TO DO: Retype, word for word, every line from the one holding "# pick out the folded" through the one holding "# pick out the grilled" in the entries below, both included, and only those lines.

DATA FOR REVIEW:
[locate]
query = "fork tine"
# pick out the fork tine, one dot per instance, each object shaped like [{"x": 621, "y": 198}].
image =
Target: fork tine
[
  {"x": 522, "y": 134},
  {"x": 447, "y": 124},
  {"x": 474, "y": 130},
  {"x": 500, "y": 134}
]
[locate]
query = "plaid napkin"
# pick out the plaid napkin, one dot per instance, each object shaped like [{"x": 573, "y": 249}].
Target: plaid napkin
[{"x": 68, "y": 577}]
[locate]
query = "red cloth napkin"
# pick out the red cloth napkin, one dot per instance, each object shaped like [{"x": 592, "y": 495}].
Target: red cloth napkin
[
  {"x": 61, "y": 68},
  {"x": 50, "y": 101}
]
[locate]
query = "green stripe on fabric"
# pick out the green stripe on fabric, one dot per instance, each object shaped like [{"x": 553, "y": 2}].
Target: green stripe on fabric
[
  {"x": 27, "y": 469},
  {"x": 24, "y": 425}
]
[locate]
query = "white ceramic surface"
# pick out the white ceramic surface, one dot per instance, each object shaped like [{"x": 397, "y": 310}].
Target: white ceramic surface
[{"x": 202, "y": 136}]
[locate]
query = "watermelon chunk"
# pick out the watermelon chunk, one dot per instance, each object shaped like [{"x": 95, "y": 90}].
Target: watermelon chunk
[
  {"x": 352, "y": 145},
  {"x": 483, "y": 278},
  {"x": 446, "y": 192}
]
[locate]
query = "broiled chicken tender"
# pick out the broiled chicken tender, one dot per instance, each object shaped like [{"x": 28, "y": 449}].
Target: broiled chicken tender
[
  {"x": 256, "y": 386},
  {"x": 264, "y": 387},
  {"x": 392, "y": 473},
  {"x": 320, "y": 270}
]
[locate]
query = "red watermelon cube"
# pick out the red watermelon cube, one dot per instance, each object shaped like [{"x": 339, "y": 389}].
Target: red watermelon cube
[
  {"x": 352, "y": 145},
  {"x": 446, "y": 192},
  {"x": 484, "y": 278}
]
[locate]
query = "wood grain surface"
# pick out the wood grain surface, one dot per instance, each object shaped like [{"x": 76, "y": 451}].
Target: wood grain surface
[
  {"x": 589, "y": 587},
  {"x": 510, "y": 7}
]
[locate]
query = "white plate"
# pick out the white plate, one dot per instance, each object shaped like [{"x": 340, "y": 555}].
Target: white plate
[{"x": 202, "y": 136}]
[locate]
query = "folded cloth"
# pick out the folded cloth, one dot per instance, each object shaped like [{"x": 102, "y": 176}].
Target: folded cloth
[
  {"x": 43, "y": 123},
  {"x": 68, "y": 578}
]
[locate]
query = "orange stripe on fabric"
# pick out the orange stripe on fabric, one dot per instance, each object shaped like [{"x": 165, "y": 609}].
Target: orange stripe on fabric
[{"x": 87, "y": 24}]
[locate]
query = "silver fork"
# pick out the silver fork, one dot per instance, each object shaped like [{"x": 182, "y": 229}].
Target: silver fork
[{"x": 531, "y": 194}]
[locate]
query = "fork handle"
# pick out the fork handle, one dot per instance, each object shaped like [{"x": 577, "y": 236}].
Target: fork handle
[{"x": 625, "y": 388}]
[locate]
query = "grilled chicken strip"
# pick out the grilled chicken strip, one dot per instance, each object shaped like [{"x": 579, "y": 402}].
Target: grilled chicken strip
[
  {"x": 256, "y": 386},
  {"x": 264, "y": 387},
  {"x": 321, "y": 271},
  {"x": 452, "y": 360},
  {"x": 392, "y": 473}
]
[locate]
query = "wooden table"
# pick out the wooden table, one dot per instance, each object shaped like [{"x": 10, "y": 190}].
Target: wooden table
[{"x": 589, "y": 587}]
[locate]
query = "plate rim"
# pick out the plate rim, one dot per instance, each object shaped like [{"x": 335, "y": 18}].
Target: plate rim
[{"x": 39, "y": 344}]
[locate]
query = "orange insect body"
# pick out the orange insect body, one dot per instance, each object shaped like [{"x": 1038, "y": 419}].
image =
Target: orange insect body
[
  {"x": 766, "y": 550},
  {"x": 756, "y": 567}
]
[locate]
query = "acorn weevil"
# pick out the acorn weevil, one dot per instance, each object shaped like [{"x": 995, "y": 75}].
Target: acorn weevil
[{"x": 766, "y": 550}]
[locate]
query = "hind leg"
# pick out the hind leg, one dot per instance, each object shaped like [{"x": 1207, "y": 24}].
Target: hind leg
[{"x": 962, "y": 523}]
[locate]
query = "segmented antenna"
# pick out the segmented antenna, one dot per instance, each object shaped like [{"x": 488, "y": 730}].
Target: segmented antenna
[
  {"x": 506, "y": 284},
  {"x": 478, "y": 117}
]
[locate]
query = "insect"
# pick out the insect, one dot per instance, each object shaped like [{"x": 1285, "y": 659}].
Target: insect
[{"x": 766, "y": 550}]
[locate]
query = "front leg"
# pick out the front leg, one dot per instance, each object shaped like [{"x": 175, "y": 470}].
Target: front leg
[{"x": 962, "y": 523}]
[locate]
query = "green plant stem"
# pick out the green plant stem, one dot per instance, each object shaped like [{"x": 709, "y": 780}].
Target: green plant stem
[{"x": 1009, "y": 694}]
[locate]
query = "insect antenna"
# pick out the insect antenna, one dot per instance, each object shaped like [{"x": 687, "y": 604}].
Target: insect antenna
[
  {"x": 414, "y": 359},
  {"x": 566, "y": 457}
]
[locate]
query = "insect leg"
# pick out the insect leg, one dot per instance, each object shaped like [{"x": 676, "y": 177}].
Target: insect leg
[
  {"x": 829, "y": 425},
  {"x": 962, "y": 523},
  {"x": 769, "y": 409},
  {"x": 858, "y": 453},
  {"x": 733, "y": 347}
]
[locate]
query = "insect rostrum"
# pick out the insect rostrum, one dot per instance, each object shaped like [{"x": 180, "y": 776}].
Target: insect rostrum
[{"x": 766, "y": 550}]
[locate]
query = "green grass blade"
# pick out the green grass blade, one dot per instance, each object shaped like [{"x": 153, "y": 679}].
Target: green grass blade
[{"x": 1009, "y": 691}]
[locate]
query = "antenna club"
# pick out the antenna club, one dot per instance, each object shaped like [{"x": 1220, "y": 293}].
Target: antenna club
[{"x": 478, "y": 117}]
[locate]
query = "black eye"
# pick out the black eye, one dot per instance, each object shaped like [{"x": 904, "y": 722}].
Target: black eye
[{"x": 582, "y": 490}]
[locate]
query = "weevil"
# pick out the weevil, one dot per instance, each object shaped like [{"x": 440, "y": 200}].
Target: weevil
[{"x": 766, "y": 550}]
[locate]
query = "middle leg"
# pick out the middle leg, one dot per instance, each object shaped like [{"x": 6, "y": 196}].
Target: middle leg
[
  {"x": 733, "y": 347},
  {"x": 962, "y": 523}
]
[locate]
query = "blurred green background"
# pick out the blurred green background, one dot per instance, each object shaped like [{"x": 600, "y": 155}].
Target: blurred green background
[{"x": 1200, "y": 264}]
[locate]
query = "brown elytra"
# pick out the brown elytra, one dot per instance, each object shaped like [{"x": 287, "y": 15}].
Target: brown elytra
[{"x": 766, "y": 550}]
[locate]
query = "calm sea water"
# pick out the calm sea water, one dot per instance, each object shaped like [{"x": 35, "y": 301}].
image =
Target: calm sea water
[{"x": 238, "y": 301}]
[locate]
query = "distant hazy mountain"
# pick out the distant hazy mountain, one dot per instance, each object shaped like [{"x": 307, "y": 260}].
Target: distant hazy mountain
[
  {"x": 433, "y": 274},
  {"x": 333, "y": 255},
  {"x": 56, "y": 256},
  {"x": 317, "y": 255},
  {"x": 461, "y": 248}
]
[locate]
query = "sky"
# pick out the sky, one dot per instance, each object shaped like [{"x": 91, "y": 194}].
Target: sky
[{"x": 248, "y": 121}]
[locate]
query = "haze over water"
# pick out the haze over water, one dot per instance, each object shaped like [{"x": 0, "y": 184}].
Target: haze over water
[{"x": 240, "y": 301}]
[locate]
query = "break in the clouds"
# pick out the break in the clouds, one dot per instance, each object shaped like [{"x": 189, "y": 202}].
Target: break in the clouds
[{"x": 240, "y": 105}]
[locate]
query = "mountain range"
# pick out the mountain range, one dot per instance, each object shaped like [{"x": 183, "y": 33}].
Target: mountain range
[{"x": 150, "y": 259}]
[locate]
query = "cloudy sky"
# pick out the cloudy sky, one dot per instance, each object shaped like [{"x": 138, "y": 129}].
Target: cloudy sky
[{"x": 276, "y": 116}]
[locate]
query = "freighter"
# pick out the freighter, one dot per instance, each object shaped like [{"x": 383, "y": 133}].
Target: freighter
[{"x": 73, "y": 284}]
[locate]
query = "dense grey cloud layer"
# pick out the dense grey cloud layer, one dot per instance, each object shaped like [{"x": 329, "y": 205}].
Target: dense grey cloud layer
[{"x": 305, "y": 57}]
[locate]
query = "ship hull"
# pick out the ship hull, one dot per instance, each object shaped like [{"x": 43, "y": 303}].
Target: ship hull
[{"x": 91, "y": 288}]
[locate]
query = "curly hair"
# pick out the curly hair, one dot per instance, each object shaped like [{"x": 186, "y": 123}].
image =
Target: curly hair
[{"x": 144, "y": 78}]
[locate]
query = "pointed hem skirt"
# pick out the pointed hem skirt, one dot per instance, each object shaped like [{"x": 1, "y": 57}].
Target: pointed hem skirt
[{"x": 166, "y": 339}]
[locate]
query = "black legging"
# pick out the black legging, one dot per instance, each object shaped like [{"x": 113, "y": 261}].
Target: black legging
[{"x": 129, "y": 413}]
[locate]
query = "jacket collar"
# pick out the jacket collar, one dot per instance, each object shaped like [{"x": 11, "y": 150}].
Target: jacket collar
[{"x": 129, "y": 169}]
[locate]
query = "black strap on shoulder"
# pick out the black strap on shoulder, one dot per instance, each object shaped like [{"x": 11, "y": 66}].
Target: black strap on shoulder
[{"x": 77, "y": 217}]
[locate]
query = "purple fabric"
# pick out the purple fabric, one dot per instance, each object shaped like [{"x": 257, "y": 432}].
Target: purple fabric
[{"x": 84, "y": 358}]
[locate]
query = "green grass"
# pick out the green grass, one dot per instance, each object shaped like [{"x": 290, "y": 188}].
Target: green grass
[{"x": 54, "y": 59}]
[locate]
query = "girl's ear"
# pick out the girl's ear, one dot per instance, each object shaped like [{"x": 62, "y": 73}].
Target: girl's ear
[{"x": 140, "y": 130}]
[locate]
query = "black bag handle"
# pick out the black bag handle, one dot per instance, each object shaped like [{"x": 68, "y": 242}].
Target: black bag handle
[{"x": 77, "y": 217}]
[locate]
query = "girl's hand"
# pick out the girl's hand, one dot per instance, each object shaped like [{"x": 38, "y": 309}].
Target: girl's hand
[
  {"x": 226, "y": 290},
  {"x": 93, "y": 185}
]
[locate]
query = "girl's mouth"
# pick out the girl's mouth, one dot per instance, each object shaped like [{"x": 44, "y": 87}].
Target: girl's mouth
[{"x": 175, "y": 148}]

SOLUTION TO THE EXERCISE:
# pick out the folded cloth, one dot per instance, each object shaped like [{"x": 102, "y": 176}].
Target: folded cloth
[
  {"x": 43, "y": 123},
  {"x": 68, "y": 578}
]
[locate]
query = "orange stripe on fabric"
# pick out the orange stripe on fabric, one dot per instance, each object shaped like [{"x": 165, "y": 609}].
Target: orange stripe on fabric
[{"x": 87, "y": 24}]
[locate]
query = "silver fork"
# pick out the silver fork, one dot per instance, each object shaped like [{"x": 182, "y": 229}].
Target: silver fork
[{"x": 531, "y": 194}]
[locate]
query = "fork handle"
# pick out the fork handle, one dot per instance, each object shaped like [{"x": 577, "y": 236}].
Target: fork handle
[{"x": 625, "y": 388}]
[locate]
query = "grilled chicken strip"
# pick out the grilled chicken strip, one dot per instance, each object shaped like [{"x": 579, "y": 402}].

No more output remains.